---- Selected passage

In 1987, Wright stumbled on a Civil War reenactment in Richmond’s Capitol Square. Fascinated by the spectacle, she documented it with her pinhole camera. Over the next nineteen years, Wright attended forty-four reenactments on battlefields throughout the South. She depicted both Confederate and Union troops and was especially interested in the role of women and African American reenactors in these theaters of war.  

The Civil War was the first major conflict to be thoroughly documented in photographs. Although nineteenth-century cameras were not fast enough to capture battles, nearly every other aspect of the war was photographed, including portraits, scenes of camp life, views of cannons, and moving (sometimes staged) views of death. Wright, who studied Civil War photography, found herself capturing reenactments of many of the same scenes. Yet she was equally fascinated with visible anachronisms, such as a Dodge truck parked at camp, because they revealed how reenactments, like photography, fused past and present. 

"...even for someone not sympathetic with the Lost Cause, being part of a grand-scale walk-in intersection of the past and present was an overwhelming experience."
—Willie Anne Wright


Southland Series

While documenting post-Civil War reconstructions, Wright began photographing graves, historical sites, and markers she encountered on her travels. This culminated in her first extended landscape series, Southland. Made in Georgia, Louisiana, Mississippi, North and South Carolina, and Virginia during the 1990s, Southland conjures what Wright described as “evidence of lives lived and ways of life vanished.”  

When referring to this series, Wright frequently invoked William Faulkner’s well-known quote, “The past is never dead. It’s not even past.” Wright’s photographs of abandoned homes and derelict structures seem to visualize Faulkner’s concept of the persistence of history. 

CHANNELING THE PAST

Starting around 2000, Wright began to explore the photogram process, one of the earliest forms of photography. Made by placing objects directly onto light-sensitive papers and exposing them to light, photograms capture the physical trace of an object. Wright incorporated a wide array of Victorian-era items—like nineteenth-century photographic portraits, pressed flowers, and bits of antique lace—into her photograms. She was especially interested in vintage clothing and created ghostly evocations of christening gowns, gloves, and baby bonnets to forge connections between photography, memory, and the passage of time.

--------

→ Request A
According to the passage on Willie Anne Wright's photography, how many reenactments did Wright attend over nineteen years?

---- Given records

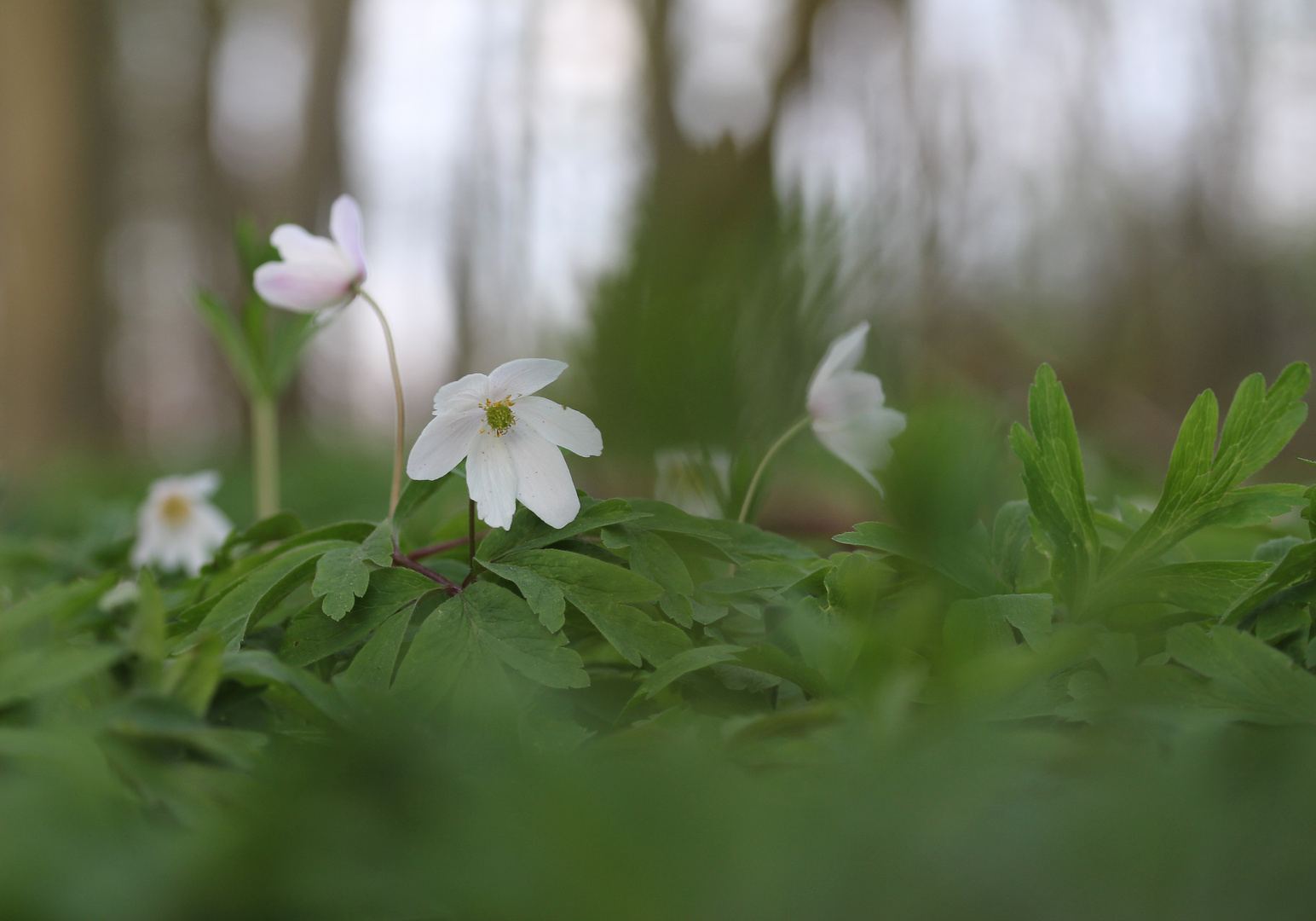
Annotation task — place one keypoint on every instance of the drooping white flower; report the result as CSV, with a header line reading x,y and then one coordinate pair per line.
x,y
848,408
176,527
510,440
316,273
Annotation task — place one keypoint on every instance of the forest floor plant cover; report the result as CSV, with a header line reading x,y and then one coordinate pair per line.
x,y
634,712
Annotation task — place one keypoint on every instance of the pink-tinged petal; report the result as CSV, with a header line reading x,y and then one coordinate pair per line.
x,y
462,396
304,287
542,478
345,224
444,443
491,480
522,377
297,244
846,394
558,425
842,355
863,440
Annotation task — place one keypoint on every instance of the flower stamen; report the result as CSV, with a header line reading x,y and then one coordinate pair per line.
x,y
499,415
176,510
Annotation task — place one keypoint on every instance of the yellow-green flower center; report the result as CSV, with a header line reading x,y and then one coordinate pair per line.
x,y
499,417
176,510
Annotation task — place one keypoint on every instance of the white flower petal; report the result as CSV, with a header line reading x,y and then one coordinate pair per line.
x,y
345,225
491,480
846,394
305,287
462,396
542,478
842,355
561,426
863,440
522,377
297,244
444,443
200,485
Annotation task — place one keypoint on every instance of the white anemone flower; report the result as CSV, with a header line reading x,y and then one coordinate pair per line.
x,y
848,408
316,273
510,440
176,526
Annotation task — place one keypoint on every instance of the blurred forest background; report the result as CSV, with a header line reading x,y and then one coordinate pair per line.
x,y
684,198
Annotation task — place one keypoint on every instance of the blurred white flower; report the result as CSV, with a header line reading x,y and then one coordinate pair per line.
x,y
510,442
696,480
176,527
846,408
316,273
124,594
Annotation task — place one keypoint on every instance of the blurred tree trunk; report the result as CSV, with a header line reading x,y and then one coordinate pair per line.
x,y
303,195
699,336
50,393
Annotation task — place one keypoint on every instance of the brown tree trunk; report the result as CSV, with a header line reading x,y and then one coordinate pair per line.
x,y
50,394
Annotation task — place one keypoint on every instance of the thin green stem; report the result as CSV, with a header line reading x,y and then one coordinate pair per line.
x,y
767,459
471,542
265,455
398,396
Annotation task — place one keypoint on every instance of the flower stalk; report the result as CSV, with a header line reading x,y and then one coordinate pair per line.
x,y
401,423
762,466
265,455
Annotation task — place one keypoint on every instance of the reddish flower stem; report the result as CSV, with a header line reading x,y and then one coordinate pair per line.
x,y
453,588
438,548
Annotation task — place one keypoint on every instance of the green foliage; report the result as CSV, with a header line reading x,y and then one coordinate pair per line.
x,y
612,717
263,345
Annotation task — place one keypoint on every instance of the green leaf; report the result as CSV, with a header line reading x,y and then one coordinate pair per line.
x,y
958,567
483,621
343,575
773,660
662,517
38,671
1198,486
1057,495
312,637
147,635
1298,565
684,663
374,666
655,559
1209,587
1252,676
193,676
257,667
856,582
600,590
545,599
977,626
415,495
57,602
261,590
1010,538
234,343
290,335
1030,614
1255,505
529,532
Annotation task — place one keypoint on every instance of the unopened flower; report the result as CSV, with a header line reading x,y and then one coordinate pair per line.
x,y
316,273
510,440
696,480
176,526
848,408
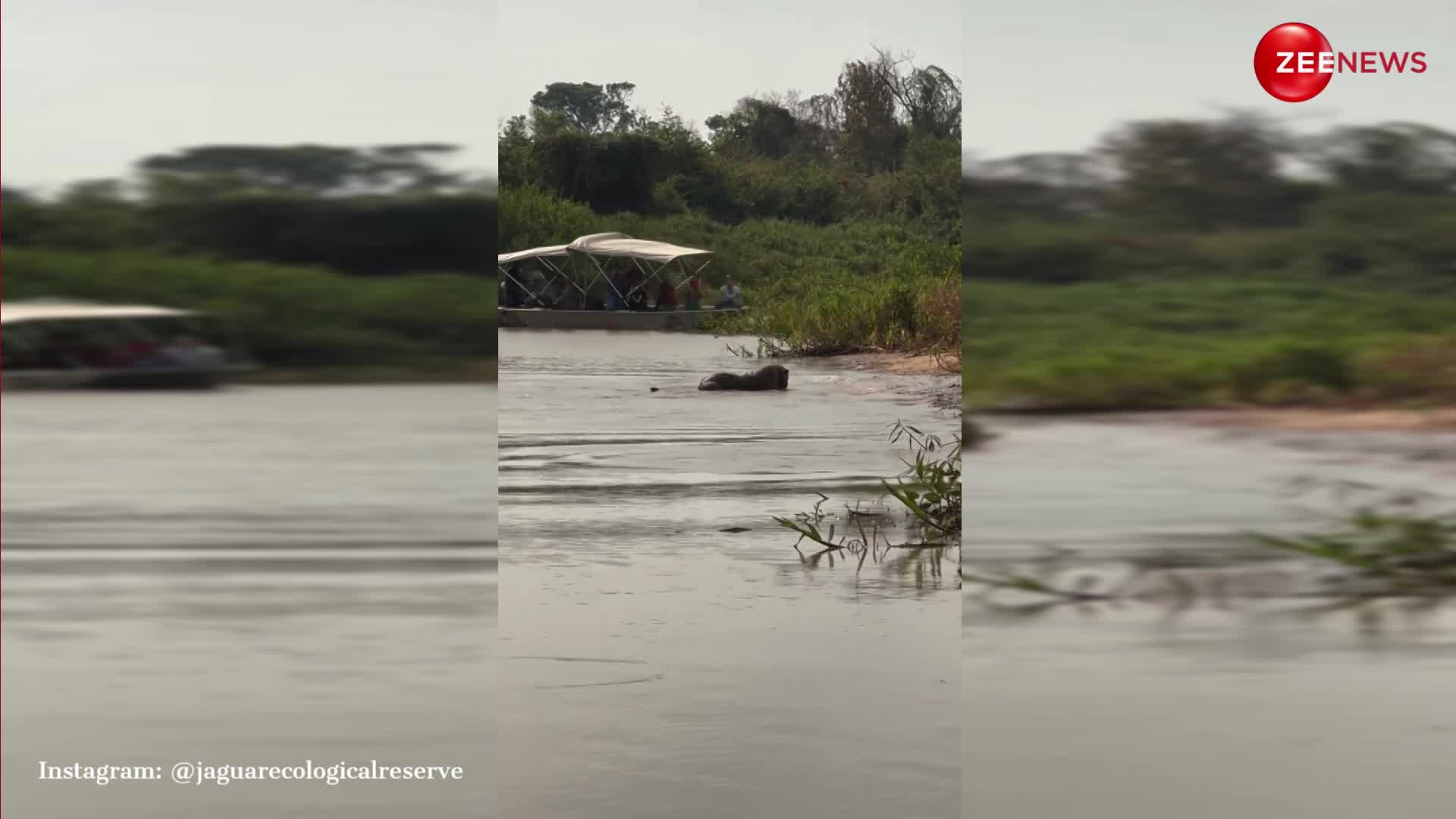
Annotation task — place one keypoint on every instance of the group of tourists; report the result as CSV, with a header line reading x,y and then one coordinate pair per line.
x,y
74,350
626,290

--------
---- Given records

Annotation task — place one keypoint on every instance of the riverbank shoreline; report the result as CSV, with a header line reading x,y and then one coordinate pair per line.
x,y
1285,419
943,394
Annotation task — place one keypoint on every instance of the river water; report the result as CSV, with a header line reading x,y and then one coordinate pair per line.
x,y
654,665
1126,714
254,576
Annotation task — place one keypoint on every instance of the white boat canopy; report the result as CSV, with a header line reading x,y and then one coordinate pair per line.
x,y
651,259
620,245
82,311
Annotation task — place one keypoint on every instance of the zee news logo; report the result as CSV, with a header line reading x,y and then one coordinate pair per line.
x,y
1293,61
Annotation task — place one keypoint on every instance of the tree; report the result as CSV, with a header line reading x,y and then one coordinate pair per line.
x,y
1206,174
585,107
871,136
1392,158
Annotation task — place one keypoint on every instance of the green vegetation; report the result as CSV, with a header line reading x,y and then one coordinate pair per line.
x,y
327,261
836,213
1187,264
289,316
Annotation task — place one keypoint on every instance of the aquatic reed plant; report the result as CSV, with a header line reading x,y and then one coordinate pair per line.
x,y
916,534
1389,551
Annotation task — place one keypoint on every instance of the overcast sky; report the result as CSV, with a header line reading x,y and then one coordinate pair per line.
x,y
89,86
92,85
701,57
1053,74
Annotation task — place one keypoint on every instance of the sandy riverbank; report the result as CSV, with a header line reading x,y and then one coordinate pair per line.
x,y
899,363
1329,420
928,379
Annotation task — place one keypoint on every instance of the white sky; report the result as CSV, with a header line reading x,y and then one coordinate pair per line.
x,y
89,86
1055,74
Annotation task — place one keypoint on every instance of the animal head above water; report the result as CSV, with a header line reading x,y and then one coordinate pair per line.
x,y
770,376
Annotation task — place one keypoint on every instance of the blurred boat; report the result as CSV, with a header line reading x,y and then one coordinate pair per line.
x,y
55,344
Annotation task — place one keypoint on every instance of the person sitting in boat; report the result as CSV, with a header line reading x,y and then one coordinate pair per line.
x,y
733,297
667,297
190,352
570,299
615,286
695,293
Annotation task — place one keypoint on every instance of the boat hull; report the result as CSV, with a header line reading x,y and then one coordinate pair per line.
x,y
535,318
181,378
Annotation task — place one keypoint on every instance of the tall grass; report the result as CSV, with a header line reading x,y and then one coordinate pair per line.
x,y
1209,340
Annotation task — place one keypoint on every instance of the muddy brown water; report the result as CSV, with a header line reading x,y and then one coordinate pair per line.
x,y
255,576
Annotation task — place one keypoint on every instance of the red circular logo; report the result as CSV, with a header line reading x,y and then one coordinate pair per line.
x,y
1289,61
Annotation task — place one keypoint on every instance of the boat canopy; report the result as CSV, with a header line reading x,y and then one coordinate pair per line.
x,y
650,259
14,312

--------

→ Request B
Identify each line in the records above that contains the string "water", and copy every such line.

→ Expected answer A
Forty-four.

→ Expected answer B
Annotation task — place one keypoint on every instance of the river water; report the result as CSV, with a header line reading x,y and then one coordinate pair per line.
Annotation task — place one keypoint on every instance of the animal head above water; report the result as CSV, with a header line reading x,y and then one coordinate pair per line.
Annotation task — place one keypoint on every instance of the muddy brown water; report the result as CSV, with a header line reading x,y and then one coordinate pair per line.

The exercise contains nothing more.